DATA FOR ANALYSIS: Begin

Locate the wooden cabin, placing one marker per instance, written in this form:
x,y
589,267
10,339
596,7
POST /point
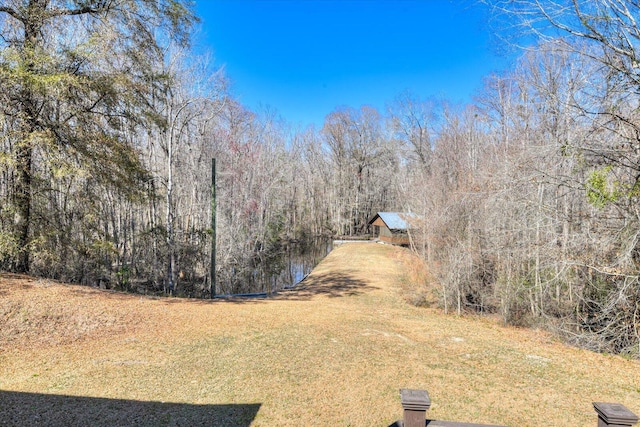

DATA FOR ANALYSIS: End

▸ **TASK TO COMPLETE**: When you write out the material, keep every line exact and leave out each picture.

▸ **WRITTEN SOLUTION**:
Locate the wooden cabin, placing one marker per instance, written in this form:
x,y
589,267
10,339
596,7
POST /point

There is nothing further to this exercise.